Data lines ::

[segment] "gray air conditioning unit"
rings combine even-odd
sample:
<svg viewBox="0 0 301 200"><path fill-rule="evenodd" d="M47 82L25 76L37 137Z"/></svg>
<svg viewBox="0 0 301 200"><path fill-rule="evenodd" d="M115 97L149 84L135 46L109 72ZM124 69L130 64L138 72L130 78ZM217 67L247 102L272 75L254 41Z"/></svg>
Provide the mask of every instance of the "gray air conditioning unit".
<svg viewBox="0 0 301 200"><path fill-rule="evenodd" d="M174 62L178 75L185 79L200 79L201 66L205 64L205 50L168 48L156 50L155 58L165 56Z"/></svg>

Your task ::
Copy the records above line for line, with no changes.

Final answer ::
[segment] "gray air conditioning unit"
rings combine even-odd
sample:
<svg viewBox="0 0 301 200"><path fill-rule="evenodd" d="M47 82L25 76L37 137Z"/></svg>
<svg viewBox="0 0 301 200"><path fill-rule="evenodd" d="M115 97L149 84L135 46L109 72ZM124 69L130 64L138 72L130 78ZM217 67L247 102L272 75L254 41Z"/></svg>
Provide the mask of every instance of the "gray air conditioning unit".
<svg viewBox="0 0 301 200"><path fill-rule="evenodd" d="M174 62L178 75L185 79L200 79L201 66L205 64L205 50L168 48L156 50L155 58L165 56Z"/></svg>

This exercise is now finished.